Dataset entries:
----------

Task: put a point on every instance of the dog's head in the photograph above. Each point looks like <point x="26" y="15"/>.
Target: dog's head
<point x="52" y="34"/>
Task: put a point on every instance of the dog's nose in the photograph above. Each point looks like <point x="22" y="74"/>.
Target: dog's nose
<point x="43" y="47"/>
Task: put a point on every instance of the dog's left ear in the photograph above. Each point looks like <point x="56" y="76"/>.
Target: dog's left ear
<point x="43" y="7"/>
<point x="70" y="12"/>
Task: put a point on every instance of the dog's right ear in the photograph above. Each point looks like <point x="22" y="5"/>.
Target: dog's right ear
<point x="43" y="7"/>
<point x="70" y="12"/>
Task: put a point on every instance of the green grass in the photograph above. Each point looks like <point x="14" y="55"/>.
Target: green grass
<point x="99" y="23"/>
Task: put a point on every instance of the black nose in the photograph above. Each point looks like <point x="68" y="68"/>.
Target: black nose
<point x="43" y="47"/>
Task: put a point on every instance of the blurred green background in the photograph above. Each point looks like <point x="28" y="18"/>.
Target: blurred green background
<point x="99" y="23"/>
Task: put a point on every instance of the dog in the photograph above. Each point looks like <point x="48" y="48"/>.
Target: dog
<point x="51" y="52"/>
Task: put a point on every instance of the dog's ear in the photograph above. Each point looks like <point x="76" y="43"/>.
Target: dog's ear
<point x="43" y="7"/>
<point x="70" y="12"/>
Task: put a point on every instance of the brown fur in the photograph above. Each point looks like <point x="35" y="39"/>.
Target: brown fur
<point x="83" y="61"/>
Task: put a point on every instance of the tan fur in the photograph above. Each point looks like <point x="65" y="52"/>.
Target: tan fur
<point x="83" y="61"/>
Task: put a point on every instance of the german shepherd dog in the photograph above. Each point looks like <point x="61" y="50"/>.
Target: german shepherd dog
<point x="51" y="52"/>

----------

Task instructions: Reproduce every one of the rows above verbatim, without changing any line.

Complete response:
Task: put a point on every instance of the dog's head in the photograph above. Each point looks like <point x="26" y="15"/>.
Target: dog's head
<point x="52" y="34"/>
Task: put a point on every instance of the dog's nose in the photograph above. Each point looks like <point x="22" y="74"/>.
Target: dog's nose
<point x="43" y="47"/>
Task: put a point on every instance of the dog's left ear in the photograph above. Each point looks like <point x="56" y="76"/>.
Target: dog's left ear
<point x="43" y="7"/>
<point x="70" y="12"/>
Task: put a point on every instance of the dog's right ear in the photograph above. Each point looks like <point x="22" y="5"/>.
Target: dog's right ear
<point x="43" y="7"/>
<point x="70" y="12"/>
Task: put a point on every instance of the green grass in the photograph above. Each point looks like <point x="14" y="55"/>.
Target: green grass
<point x="99" y="23"/>
Task: put a point on every instance of the black nose in the photograph above. Each point looks like <point x="68" y="68"/>.
Target: black nose
<point x="43" y="47"/>
Task: put a point on every instance of the blurred green background in the photograph above. Each point looks like <point x="28" y="18"/>.
Target: blurred green background
<point x="99" y="23"/>
Task: put a point on every instance of the dog in the photograph above. Each point looks like <point x="48" y="48"/>.
Target: dog
<point x="51" y="52"/>
Task: put a point on every instance of the dog's ear in the photograph above. Each point looks like <point x="76" y="43"/>.
Target: dog's ear
<point x="43" y="7"/>
<point x="70" y="12"/>
Task: put a point on every instance of the brown fur in the photograph above. Each point looks like <point x="35" y="39"/>.
Target: brown fur
<point x="83" y="61"/>
Task: put a point on every instance of the tan fur in the photograph above. Each point looks like <point x="65" y="52"/>.
Target: tan fur
<point x="83" y="61"/>
Task: put a point on every instance of the german shepherd dog in the photograph above. Each point looks like <point x="61" y="50"/>.
Target: german shepherd dog
<point x="51" y="52"/>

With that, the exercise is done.